> _The task_: Rewrite the data starting at the line containing "bush in the photo above." and ending at the line containing "491], [129, 369]]", replacing "flooded field" with "waterlogged field" and keeping everything else the same.

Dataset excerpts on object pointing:
☆ ☆ ☆ ☆

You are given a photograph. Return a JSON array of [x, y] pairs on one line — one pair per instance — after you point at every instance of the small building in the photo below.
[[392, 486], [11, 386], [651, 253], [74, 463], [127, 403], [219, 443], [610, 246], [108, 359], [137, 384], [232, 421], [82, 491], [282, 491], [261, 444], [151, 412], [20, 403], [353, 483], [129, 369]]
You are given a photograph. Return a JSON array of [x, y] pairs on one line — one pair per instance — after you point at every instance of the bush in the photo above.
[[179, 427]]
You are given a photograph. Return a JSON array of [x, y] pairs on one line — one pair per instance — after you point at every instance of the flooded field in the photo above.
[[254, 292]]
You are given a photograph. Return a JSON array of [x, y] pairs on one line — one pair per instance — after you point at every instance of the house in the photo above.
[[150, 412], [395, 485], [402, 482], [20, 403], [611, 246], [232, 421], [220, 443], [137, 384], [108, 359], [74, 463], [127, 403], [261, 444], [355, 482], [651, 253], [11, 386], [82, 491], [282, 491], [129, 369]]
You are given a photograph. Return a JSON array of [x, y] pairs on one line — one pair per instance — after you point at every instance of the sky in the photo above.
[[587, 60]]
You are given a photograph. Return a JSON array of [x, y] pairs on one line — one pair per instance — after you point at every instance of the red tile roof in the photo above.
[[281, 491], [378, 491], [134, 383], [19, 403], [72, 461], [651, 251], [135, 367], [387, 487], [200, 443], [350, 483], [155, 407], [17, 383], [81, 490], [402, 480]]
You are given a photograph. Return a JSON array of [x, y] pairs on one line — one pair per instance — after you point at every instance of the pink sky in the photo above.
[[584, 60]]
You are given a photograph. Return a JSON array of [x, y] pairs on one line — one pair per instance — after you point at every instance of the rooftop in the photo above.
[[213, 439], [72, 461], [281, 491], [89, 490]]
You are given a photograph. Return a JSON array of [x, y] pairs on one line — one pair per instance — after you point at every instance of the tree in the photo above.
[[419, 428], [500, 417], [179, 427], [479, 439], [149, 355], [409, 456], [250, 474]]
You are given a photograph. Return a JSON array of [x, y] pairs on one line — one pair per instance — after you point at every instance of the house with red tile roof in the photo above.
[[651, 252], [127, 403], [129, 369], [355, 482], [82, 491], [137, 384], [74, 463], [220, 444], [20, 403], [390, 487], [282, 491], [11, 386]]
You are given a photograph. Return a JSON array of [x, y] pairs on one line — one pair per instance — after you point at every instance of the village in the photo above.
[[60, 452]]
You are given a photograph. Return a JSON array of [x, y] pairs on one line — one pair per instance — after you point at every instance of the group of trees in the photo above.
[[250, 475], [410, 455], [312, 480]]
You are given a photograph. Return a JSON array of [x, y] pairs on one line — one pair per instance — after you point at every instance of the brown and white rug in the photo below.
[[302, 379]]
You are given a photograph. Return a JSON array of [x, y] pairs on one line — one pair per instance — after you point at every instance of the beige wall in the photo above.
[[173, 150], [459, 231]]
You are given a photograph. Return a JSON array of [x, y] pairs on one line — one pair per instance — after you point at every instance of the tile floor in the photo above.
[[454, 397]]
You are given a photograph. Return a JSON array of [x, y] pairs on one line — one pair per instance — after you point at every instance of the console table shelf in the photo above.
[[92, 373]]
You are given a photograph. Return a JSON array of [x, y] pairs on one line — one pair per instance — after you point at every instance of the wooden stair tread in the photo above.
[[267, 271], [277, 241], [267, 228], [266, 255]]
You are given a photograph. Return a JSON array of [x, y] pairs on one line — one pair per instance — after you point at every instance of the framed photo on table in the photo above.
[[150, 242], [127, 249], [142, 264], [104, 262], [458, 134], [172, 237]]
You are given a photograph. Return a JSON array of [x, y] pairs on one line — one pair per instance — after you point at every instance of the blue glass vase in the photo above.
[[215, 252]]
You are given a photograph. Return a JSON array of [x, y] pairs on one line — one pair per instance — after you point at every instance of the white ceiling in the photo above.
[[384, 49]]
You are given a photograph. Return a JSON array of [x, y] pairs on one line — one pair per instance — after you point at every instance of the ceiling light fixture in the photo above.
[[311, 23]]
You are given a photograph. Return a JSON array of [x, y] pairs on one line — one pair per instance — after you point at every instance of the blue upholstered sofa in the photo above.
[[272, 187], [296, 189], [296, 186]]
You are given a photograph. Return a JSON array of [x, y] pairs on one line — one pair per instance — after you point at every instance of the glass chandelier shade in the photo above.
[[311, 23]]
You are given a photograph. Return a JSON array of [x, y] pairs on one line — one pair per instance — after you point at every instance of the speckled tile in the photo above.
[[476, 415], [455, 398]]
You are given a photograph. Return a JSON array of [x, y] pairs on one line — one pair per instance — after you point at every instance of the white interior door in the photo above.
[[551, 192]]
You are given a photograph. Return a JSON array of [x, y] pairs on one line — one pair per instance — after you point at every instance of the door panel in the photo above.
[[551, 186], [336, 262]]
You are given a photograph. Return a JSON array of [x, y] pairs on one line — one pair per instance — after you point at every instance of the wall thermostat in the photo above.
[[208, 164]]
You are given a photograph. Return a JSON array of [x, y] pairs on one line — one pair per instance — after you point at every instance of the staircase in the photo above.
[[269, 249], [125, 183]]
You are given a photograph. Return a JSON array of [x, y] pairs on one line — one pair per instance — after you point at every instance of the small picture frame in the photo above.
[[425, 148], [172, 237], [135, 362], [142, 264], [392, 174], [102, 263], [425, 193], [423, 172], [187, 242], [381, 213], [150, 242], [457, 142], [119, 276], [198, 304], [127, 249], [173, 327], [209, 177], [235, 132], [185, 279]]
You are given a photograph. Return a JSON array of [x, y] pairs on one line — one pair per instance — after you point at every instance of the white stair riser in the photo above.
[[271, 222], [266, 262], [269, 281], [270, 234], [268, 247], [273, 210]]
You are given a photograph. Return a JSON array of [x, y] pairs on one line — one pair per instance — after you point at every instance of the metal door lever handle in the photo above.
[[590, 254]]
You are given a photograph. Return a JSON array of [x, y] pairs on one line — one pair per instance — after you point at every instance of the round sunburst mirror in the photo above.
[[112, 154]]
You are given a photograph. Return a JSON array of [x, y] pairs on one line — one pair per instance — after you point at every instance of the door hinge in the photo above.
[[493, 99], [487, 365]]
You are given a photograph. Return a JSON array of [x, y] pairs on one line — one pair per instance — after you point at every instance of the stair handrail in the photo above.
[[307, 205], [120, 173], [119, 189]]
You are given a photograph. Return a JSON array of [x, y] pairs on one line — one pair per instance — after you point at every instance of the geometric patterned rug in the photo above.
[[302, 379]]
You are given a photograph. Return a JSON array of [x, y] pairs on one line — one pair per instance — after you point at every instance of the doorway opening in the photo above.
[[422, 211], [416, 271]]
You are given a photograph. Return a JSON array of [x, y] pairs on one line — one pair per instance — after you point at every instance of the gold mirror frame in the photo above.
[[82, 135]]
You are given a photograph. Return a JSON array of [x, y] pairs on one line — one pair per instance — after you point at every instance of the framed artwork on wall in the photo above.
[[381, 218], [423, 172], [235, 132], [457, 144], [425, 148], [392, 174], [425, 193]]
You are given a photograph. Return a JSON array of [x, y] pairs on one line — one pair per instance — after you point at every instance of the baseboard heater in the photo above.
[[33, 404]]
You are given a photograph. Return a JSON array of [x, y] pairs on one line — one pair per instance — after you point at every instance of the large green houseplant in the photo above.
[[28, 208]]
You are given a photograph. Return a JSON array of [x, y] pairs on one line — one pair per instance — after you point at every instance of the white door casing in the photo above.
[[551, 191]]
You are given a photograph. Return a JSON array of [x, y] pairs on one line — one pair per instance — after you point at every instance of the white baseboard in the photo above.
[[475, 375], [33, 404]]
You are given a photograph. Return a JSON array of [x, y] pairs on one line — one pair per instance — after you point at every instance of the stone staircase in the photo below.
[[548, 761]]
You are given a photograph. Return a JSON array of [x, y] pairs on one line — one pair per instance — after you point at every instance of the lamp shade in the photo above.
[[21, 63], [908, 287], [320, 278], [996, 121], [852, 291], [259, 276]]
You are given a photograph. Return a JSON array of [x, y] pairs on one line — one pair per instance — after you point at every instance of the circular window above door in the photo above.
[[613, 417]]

☆ ☆ ☆ ☆

> _The response_:
You are given a photograph. Return a JSON array of [x, y] pairs on one line — one pair per instance — after you point at every instance of the bush in the photo above.
[[179, 427]]
You are given a photograph. Return a JSON array of [x, y] pairs on one line — one pair per instance — after you point at every instance of the waterlogged field in the photo above.
[[254, 292]]
You are given a photograph. Return a JSON array of [x, y] pairs on one line — one pair per instance — after you point at every instance of the house in the photo above.
[[150, 412], [395, 485], [402, 482], [20, 403], [611, 246], [232, 421], [220, 443], [137, 384], [108, 359], [74, 463], [127, 403], [261, 444], [355, 482], [651, 253], [11, 386], [82, 491], [282, 491], [129, 369]]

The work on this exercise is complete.